▶ _Information shown_
* * * * *
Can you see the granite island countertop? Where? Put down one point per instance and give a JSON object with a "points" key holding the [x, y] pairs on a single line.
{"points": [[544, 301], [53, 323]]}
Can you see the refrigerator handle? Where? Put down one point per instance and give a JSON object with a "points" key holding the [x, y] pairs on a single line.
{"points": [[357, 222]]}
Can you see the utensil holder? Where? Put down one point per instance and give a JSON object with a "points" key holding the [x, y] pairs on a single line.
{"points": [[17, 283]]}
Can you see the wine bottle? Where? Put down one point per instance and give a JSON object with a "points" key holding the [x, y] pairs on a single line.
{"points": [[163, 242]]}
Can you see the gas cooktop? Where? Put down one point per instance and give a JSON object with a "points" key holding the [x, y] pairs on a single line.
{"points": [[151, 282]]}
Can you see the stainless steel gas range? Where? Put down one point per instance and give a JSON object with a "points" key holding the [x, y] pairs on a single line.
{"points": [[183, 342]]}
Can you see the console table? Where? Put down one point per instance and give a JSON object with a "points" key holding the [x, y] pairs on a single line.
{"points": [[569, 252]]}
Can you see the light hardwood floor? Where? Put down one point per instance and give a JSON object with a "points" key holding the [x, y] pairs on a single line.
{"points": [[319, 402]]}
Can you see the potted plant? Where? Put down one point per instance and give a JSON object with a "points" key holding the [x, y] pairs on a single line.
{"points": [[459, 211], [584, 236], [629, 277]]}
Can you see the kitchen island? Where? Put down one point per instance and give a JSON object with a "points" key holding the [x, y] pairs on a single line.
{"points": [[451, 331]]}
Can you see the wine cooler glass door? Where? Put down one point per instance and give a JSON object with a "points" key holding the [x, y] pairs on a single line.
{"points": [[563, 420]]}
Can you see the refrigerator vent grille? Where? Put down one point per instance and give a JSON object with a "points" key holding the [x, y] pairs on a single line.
* * * * *
Repeat, exactly and only, the lines above from the one containing "Can you see the gas" through the end of the material.

▶ _Answer to the exercise_
Can you see the gas cooktop? Where? Put down one point per instance and give a JSON object with a "points" key holding the [x, y] pairs on a single line.
{"points": [[151, 282]]}
Can you see the stainless steel gas range? Where? Put down one point per instance and give a JSON object with a "points" key holding the [x, y] pairs on a single line.
{"points": [[183, 342]]}
Can you see the console table? Where? Put down one point per instance and give a JSON object with a "points" key holding the [x, y] pairs on a single line.
{"points": [[569, 252]]}
Can you see the light hardwood floor? Where? Put down one point per instance and give a JSON object with a "points" key holding the [x, y] pairs on a single line.
{"points": [[319, 402]]}
Can you see the potted plant? Where? Put down one point per instance and give a JSON object with a "points" key holding the [x, y] pairs on a single line.
{"points": [[459, 211], [584, 236], [629, 277]]}
Can you see the kitchen island? Where? Put down one point per instance and give a JSON object with a "points" key holding the [x, y] pairs on a single line.
{"points": [[451, 331]]}
Can you see the wine cooler glass door? Where? Put down one point per instance and give a JSON object with a "points" key holding the [x, y] pairs on a single line.
{"points": [[563, 420]]}
Can you see the refrigerator vent grille? Where? Put down one point per instance and give a JSON object with a "points" key holding the [x, y] pairs on a single line.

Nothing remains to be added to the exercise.